- Directions for this task: Restate the entries below word for word, leaving nothing out.

^^^^

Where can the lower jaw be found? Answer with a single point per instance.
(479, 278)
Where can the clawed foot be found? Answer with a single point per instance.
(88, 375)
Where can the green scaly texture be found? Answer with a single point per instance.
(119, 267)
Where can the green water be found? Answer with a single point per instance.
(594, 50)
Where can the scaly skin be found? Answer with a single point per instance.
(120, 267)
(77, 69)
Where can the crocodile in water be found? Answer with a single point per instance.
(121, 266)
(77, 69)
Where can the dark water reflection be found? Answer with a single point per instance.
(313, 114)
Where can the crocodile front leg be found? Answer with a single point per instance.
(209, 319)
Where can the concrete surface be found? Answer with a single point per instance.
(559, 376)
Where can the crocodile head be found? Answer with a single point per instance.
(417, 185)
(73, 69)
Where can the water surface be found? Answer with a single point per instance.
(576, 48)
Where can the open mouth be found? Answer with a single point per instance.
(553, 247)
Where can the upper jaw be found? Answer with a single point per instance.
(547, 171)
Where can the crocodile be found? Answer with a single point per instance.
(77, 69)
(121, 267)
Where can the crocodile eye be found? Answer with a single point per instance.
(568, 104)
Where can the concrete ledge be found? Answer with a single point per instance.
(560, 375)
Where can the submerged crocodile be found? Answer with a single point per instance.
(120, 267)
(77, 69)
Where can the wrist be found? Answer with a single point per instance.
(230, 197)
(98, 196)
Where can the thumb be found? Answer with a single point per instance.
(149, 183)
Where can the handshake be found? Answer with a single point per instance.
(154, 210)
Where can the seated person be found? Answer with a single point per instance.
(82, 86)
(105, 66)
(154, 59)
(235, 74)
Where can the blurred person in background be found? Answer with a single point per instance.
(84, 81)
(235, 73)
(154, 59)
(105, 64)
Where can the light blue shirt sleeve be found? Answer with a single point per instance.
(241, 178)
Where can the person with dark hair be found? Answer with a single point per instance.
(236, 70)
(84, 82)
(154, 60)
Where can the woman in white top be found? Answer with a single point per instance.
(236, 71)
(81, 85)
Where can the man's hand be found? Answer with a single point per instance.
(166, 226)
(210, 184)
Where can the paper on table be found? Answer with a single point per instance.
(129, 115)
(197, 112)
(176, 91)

^^^^

- Finished exercise:
Where can the lower jaw be found? Answer with a single point per instance.
(479, 278)
Where can the clawed foot be found? Answer with a single point per instance.
(88, 375)
Where can the green scaly texture be found? Answer with a single point per instance.
(119, 267)
Where can the green water be found? Answer with a single point per instance.
(594, 50)
Where can the scaly skin be found? Answer with a single point per instance.
(120, 267)
(77, 69)
Where can the crocodile in water be found? Answer with a single point per instance.
(121, 266)
(77, 69)
Where can the dark water reflection be found? Answer with a single point per instance.
(313, 114)
Where can the crocodile front leg be found? Answer with a single point per instance.
(209, 319)
Where can the concrete surface be found? Answer with a single point per instance.
(559, 376)
Where can the crocodile head be found? Answer with a single point per instance.
(417, 185)
(73, 69)
Where can the water surface be found? Answer with a single point per instance.
(576, 48)
Where can the open mouth be found? Answer with a single point per instance.
(553, 247)
Where can the upper jaw be found? Answer with a single point per instance.
(547, 171)
Where can the crocodile be found? Answer with a single point per instance.
(77, 69)
(121, 267)
Where can the crocodile eye be found? Answer with a single point per instance.
(568, 104)
Where can the concrete ledge be found? Answer with a single point per instance.
(560, 375)
Where can the submerged crocodile be found? Answer with a single point per instance.
(120, 267)
(77, 69)
Where can the wrist be found? Answer with a single point per instance.
(230, 197)
(98, 196)
Where can the thumb be found? Answer with a single point per instance.
(149, 183)
Where can the handshake be found? Answer with a single point per instance.
(154, 210)
Where can the seated person be found? Answer with a single point per instance.
(82, 86)
(105, 66)
(154, 59)
(235, 74)
Where can the blurred person in background be found? Answer with a single point per instance.
(84, 81)
(235, 73)
(154, 59)
(105, 64)
Where can the light blue shirt sleeve be found? Answer with a single point per instance.
(241, 178)
Where can the person with dark hair be found? Answer with a single point per instance.
(236, 70)
(84, 82)
(154, 60)
Where can the woman in white top be found? Answer with a single point per instance.
(236, 71)
(81, 85)
Where can the man's hand be found? Answer with a single point per instance.
(166, 226)
(210, 184)
Where can the paper on table be found? Answer with a single point per instance.
(129, 115)
(197, 112)
(176, 91)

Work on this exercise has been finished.